_Task requirements_
Nothing but the lines from the one that contains "Target: baseball glove" through the end of the data should be reproduced, and each must match exactly.
(Dataset records Opens)
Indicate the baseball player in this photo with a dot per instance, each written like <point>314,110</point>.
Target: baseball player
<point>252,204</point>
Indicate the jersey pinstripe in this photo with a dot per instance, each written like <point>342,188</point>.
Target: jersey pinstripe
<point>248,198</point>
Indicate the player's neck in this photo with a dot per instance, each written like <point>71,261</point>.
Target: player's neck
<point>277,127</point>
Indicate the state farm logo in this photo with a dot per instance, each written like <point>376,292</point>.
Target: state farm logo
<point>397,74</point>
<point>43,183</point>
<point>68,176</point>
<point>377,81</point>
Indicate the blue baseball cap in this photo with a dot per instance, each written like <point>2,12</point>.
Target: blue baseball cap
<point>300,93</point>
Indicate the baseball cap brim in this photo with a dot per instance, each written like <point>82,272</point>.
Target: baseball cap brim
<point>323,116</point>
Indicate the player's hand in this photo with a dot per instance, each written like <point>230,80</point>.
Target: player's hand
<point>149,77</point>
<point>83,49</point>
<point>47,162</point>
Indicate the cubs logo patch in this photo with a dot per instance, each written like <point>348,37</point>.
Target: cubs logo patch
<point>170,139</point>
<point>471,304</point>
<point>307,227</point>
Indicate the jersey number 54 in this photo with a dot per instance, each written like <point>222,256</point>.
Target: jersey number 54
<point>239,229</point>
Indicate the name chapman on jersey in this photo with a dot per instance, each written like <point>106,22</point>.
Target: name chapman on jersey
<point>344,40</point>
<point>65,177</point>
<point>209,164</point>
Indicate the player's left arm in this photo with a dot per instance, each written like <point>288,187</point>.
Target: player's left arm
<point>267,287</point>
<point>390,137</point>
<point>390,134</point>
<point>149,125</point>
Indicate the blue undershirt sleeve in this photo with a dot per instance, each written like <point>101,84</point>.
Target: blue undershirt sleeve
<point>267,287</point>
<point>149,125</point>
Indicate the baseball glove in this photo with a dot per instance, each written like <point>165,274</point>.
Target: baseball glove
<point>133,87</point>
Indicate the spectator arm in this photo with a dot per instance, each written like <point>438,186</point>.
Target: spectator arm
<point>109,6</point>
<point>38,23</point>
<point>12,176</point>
(Dataset records Closes)
_Exercise output_
Target: baseball glove
<point>133,87</point>
Indicate the spectator arm in this photo with a dot per instance, each written like <point>438,186</point>.
Target: spectator arm
<point>109,6</point>
<point>38,23</point>
<point>12,176</point>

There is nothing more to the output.